• WRITTEN PROBLEM
Repeat, exactly and only, the lines from the one containing "point: the weathered" to the last line, inclusive; do not repeat the pictures.

• Position annotation records
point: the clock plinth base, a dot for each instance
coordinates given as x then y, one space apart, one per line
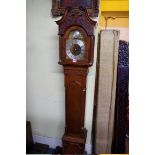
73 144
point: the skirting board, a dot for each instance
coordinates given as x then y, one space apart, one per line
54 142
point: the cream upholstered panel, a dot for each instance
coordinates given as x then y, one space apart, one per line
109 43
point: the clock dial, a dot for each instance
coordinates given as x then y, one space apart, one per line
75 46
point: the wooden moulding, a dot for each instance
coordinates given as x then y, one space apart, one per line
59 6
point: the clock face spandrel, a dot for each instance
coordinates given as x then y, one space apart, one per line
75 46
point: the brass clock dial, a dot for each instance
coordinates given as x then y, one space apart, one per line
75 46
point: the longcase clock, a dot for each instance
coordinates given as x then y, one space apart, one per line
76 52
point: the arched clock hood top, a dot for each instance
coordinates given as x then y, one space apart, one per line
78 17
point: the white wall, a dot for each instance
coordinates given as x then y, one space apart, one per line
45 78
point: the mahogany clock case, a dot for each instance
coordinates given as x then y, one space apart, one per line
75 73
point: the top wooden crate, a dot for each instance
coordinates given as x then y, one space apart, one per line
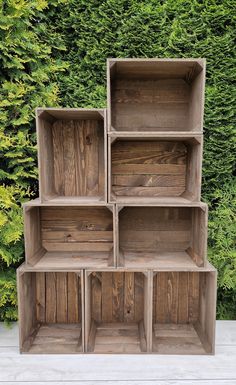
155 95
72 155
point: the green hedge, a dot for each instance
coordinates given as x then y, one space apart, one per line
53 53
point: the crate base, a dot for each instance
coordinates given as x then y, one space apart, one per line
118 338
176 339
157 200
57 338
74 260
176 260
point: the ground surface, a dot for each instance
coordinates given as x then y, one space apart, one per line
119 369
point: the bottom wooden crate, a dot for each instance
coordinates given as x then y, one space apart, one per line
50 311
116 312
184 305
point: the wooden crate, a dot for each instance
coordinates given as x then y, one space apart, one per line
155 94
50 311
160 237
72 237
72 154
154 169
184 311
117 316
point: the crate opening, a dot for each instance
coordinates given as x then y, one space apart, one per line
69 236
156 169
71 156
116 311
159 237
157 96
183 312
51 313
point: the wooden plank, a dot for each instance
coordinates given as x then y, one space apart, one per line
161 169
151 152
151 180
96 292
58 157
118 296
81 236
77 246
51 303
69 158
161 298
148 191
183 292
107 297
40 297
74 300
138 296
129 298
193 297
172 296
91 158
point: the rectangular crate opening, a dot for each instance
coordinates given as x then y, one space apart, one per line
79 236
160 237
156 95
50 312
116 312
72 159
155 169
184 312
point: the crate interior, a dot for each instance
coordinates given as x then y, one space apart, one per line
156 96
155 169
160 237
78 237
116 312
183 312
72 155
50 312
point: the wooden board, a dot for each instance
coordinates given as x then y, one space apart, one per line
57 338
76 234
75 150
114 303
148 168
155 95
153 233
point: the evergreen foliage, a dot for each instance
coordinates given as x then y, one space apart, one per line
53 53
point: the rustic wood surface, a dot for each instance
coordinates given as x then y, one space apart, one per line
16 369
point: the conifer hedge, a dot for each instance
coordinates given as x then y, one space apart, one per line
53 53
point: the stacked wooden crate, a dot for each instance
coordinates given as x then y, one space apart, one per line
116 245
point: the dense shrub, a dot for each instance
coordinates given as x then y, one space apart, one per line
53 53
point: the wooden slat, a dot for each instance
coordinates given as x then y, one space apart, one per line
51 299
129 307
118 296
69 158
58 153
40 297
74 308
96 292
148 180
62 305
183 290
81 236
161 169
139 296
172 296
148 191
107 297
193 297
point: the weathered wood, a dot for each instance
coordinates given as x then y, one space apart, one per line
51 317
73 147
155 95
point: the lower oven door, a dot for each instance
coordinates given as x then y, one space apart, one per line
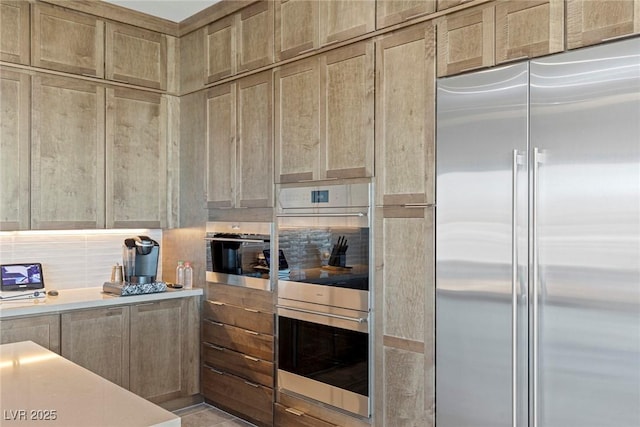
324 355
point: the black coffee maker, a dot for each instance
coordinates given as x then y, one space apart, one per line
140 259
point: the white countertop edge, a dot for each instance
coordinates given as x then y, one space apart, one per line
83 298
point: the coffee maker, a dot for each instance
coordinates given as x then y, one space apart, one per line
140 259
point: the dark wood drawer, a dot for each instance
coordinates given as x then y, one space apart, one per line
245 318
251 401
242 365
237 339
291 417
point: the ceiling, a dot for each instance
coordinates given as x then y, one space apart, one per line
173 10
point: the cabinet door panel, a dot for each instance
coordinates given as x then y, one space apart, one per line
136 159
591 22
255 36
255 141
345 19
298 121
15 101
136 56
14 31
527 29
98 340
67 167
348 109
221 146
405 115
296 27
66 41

• EXERCISE OUTPUT
point: the weathered wood, a dot for each instance
coordinates given as x then y, one space apart, one per line
51 317
73 147
155 95
point: the lower oven door, a dot for each instance
coordinates given as x then y, one space apart, one per line
324 355
point: the black coffee maker, a dot for each instance
coordinates given as x then y, one space apart, one per line
140 259
point: the white countertop edge, a dot for each instance
coordinates given as x then y, one space apart, one per line
83 298
point: the coffee maker, a dot for each instance
coordinates given as x then y, one space apart, one per line
140 259
point: the dark wood drawer, a dot for each instance
coordinates given as x then y, one space apart, one per line
245 318
251 401
242 365
237 339
291 417
point: the ceiling, a dot for each instance
coordinates given as x then y, one space apart, one per line
173 10
point: the cabinet door panel, a dot for each instance
coordinates given as x then y, one space apart, one per line
136 159
591 22
255 36
255 141
345 19
298 121
15 101
136 56
14 31
527 29
98 340
67 167
348 109
221 146
405 115
296 27
66 41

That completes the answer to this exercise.